• DIRECTIONS FOR THIS TASK: Rewrite every line of the entries below, including each request. Multiply every coordinate in the answers by 1.85 and round to whole numbers, rounding halves up, but leave the pictures out.

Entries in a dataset
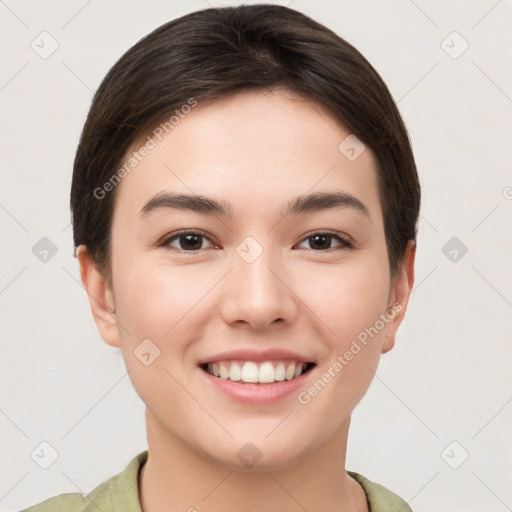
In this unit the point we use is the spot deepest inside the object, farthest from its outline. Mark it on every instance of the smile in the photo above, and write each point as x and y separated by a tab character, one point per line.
263	372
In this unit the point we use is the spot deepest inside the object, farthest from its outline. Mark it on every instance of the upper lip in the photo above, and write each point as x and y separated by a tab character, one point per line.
255	355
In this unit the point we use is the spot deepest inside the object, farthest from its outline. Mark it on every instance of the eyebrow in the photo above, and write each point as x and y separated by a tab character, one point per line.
317	201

• REPLY TO THE TASK:
In this unit the point we use is the spot deepest inside the object, farthest from its outline. Mark it on every instance of the smile in the photo above, and write each point as x and y separated by a tab character, one point per line.
487	688
In this unit the point we use is the spot deepest inside the object, farthest from its outline. Mark it on every instance of the upper lip in the photo above, and write each point as x and y separated by a tab character, one point per line.
472	657
In this unit the point we use is the spot deepest inside the object, farthest from its outline. Mark it on every instance of the eyebrow in the photo above, and write each point as x and y separated by a tab character, one point per line.
586	372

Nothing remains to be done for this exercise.